**TASK OBJECTIVE:** Pick each line containing "child" out of the records.

*** Opening GIVEN DATA ***

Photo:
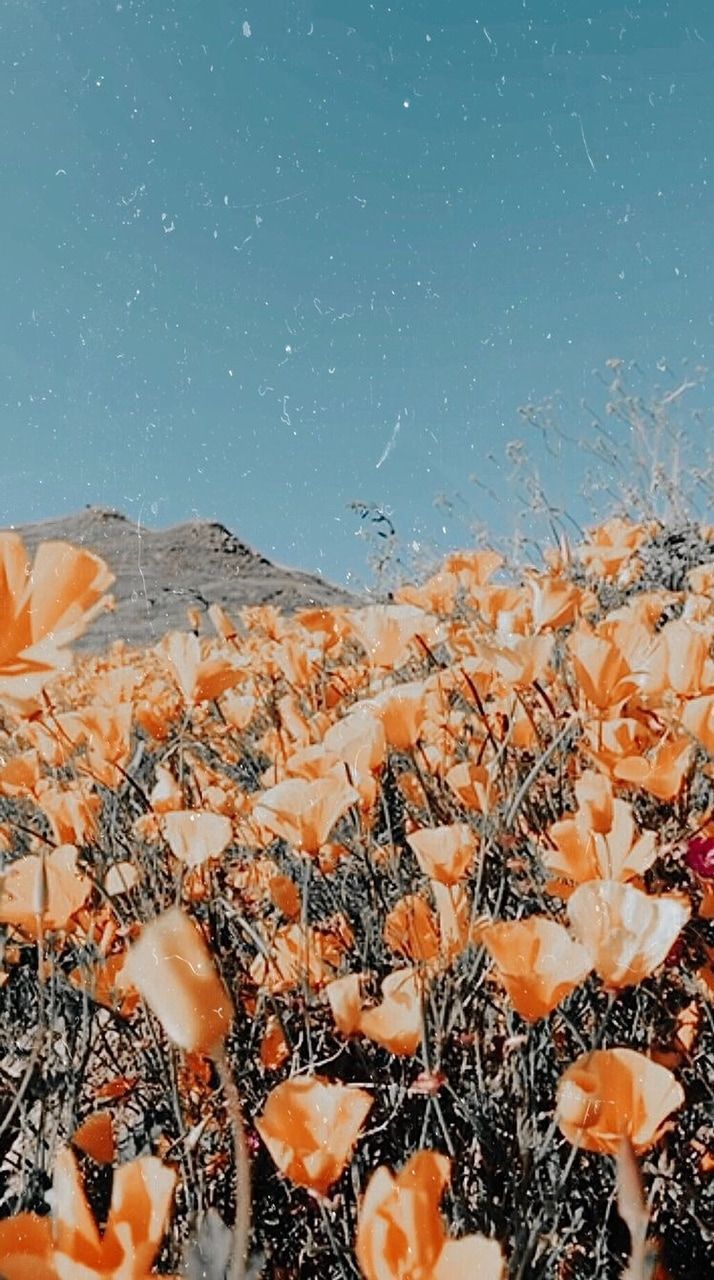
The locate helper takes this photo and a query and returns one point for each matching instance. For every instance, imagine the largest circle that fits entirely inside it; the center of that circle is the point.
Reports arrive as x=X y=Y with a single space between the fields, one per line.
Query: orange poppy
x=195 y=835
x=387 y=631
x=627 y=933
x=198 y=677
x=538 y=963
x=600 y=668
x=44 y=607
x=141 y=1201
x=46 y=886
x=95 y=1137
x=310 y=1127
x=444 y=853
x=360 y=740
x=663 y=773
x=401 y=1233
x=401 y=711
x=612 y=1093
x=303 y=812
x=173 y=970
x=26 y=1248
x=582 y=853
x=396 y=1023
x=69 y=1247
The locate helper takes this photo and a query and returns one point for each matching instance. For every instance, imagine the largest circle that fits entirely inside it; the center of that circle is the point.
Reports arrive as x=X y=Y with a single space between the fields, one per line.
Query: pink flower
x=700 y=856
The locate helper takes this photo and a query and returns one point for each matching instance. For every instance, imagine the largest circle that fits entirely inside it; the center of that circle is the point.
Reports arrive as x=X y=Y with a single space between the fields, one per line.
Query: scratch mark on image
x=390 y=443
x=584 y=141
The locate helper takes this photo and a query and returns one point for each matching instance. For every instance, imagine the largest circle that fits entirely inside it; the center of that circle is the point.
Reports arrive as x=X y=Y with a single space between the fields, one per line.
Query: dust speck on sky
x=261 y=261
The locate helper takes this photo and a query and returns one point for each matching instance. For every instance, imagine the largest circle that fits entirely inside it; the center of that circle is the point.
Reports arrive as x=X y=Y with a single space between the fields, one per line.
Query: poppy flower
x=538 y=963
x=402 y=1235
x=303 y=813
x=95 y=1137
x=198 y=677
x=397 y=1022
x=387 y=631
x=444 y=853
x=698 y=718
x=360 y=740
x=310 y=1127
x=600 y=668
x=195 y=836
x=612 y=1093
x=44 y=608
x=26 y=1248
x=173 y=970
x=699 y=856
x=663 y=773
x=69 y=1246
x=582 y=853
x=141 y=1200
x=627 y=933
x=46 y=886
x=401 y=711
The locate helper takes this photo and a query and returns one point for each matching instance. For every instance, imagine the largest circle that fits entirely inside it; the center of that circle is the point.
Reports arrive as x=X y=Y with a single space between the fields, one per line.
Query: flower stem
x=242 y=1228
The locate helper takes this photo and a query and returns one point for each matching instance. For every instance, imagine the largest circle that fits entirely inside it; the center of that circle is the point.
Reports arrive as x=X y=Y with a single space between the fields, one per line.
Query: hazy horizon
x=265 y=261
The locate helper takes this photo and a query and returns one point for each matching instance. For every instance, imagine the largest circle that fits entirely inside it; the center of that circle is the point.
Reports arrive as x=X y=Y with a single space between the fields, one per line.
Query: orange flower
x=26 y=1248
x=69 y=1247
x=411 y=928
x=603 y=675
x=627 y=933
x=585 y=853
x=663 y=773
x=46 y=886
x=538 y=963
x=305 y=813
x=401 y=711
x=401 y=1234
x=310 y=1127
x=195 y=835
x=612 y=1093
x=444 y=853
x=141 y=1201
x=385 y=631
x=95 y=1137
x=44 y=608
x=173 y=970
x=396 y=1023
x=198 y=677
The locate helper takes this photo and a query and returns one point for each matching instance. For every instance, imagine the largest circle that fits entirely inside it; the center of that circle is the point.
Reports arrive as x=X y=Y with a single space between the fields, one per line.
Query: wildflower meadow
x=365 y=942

*** Closing GIVEN DATA ***
*** Opening GIVEN DATA ***

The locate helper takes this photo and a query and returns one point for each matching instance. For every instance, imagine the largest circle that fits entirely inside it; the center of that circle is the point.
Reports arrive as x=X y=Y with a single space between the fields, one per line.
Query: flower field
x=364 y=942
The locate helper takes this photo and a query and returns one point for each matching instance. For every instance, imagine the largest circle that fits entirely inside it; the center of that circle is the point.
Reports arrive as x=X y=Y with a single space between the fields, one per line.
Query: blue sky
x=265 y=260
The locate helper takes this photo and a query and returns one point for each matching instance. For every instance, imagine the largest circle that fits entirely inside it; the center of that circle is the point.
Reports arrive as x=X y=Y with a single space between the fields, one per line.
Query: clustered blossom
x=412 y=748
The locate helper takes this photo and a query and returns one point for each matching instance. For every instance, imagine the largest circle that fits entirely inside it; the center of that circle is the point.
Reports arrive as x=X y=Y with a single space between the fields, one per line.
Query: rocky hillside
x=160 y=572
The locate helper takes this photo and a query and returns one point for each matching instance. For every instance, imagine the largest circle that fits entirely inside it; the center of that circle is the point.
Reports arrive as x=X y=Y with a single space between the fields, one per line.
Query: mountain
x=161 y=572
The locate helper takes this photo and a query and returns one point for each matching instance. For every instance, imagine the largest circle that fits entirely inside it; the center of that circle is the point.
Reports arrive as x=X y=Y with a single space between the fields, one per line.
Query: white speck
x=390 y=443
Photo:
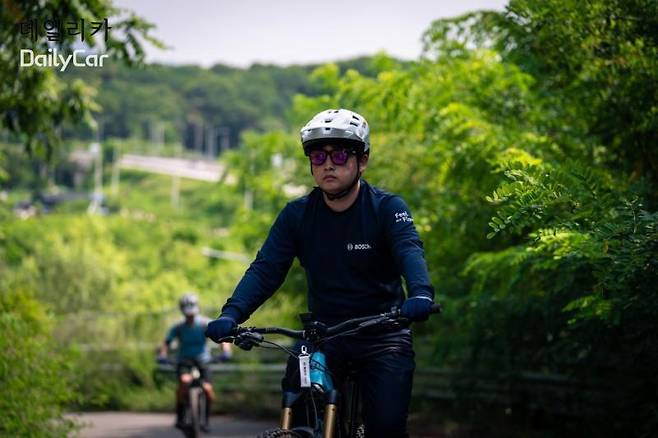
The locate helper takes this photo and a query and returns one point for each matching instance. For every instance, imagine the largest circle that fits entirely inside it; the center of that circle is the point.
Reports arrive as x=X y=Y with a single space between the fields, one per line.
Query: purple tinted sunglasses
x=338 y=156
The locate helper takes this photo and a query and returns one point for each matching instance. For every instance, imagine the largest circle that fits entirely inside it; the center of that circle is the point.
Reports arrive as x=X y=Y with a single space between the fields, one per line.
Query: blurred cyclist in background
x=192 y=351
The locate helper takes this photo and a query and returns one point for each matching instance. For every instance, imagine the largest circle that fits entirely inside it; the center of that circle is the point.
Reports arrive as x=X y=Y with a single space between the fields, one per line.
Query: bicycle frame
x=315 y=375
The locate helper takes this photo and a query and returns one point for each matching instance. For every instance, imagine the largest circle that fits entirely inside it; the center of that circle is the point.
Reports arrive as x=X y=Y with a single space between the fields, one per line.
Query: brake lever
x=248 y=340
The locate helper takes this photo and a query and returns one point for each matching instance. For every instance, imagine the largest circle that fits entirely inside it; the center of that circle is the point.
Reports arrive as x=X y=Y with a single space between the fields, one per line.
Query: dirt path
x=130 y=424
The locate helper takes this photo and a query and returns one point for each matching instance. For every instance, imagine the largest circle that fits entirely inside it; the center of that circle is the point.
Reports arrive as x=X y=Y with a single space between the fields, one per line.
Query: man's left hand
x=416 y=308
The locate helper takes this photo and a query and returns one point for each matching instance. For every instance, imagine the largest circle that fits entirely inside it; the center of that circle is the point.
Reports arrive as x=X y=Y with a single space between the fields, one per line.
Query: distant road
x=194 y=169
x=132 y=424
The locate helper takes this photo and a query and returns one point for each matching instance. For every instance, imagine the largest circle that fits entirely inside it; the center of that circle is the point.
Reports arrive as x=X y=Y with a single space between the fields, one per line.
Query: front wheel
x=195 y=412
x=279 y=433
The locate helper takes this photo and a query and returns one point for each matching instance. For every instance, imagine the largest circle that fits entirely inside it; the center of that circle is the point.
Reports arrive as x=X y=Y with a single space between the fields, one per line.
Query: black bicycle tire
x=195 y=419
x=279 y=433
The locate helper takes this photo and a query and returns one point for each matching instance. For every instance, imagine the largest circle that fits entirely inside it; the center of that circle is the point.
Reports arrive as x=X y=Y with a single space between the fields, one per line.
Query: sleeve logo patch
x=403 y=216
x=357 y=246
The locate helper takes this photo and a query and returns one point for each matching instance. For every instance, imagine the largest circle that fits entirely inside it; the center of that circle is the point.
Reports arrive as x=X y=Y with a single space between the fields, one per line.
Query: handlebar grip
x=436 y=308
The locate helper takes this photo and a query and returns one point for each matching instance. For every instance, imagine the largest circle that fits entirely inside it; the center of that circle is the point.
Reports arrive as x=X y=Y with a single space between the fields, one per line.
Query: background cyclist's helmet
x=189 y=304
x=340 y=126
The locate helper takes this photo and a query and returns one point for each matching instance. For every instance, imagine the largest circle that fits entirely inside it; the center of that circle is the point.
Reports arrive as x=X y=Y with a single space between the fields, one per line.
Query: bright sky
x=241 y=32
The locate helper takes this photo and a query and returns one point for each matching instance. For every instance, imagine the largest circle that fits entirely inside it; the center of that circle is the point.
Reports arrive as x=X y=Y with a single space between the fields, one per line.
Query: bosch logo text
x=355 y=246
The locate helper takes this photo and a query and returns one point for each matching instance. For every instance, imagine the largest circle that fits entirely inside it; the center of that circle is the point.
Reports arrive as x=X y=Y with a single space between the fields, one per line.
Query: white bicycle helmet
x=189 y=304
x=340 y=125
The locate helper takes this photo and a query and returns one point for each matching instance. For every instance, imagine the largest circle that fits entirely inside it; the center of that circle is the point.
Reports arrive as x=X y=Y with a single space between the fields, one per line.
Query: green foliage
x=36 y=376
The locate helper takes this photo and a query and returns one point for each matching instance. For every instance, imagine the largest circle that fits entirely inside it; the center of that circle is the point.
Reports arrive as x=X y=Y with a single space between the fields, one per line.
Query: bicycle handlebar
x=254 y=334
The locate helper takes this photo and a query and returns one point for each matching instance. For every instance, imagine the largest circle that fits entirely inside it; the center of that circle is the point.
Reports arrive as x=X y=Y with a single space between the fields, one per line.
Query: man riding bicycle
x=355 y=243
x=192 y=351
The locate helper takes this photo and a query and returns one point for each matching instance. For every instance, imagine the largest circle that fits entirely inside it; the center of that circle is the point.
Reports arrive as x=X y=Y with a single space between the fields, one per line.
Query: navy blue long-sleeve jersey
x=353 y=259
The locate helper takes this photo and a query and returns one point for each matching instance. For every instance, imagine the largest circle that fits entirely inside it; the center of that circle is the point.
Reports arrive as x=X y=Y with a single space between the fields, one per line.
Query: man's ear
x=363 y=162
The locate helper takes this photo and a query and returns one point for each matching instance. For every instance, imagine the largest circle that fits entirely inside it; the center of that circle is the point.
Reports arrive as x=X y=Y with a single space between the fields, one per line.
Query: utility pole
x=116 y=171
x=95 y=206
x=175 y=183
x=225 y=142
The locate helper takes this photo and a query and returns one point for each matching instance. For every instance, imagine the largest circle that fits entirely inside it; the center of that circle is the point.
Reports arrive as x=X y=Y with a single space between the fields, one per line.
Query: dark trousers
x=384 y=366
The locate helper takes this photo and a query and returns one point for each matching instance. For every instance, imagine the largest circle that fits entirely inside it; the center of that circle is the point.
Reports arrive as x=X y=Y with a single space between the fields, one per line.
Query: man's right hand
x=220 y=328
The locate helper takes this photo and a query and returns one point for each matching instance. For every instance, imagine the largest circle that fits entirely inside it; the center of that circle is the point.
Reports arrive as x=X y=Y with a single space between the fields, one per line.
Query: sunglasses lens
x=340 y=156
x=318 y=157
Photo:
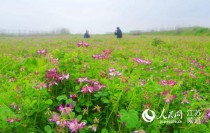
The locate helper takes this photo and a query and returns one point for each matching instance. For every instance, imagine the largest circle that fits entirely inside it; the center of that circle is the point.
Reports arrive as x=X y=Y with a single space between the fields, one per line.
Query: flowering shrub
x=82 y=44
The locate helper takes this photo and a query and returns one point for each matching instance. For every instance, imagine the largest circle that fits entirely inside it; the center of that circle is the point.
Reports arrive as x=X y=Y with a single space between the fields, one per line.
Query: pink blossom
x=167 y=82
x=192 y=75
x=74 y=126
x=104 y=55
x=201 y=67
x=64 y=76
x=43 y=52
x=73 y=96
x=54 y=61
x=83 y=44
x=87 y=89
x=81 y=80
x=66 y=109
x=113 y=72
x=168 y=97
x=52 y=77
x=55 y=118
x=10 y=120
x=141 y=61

*** Closing GIVEN DATA ***
*** Opening GIVEN DATA ***

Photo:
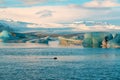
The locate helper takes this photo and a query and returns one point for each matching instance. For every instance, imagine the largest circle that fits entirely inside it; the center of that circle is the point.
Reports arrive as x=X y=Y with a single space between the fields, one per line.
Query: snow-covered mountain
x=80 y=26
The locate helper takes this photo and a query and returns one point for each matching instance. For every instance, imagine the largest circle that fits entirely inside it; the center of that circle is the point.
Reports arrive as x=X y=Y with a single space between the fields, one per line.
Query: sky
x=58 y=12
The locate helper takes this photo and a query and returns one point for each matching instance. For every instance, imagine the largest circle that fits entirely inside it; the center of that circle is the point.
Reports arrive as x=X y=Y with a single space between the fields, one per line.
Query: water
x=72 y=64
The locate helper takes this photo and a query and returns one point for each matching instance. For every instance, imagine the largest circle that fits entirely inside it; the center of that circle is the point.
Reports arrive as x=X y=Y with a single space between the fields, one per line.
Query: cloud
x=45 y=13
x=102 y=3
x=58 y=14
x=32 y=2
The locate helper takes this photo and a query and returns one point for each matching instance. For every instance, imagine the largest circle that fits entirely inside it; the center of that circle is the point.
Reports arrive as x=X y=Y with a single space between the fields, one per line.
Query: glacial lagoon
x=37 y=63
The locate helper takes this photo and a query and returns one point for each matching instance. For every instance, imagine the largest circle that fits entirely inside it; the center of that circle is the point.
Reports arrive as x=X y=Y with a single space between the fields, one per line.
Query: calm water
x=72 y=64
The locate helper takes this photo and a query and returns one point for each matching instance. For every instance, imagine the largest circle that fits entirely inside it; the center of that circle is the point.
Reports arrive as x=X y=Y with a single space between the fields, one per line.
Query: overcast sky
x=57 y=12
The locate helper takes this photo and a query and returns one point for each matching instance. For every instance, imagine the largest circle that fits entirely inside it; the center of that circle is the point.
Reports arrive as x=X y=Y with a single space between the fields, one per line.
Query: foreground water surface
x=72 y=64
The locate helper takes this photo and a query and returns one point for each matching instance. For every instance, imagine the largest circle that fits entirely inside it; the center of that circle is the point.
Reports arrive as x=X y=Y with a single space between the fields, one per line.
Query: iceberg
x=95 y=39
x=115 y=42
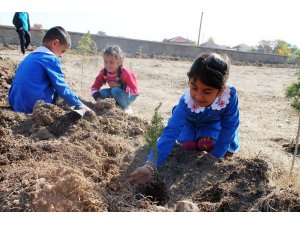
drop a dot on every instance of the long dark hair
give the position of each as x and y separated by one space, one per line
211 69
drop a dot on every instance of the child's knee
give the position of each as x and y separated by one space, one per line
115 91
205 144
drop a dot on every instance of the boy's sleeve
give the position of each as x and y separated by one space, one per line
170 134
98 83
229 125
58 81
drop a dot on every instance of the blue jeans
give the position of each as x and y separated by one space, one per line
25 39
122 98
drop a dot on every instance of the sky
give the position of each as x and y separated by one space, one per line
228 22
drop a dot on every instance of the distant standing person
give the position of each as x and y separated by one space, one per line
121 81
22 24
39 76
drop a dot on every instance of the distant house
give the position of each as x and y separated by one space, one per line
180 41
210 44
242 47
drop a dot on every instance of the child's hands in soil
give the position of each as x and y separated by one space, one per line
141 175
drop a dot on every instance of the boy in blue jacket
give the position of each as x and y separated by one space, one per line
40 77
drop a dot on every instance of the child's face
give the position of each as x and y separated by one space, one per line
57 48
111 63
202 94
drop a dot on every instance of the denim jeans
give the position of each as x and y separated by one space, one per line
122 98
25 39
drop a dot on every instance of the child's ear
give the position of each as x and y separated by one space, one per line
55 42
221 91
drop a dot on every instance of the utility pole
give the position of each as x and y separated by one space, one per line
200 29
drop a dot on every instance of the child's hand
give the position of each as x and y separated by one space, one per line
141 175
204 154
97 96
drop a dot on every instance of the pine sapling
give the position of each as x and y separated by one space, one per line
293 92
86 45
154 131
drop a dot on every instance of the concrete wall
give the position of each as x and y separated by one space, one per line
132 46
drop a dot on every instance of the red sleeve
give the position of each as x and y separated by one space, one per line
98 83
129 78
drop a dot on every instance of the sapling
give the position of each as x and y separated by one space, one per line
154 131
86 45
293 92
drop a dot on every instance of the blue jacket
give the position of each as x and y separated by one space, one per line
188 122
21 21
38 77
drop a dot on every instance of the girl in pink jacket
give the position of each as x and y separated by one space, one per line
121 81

*** Closing GIVEN DATA ***

**REPLY TO THE EXERCISE:**
drop a dot on every instance of the child's knee
drop a dot on every instance of the child's hands in soil
drop a dot on every instance of the child's face
drop a dot on every instance of the child's ear
drop a dot on every instance of the child's hand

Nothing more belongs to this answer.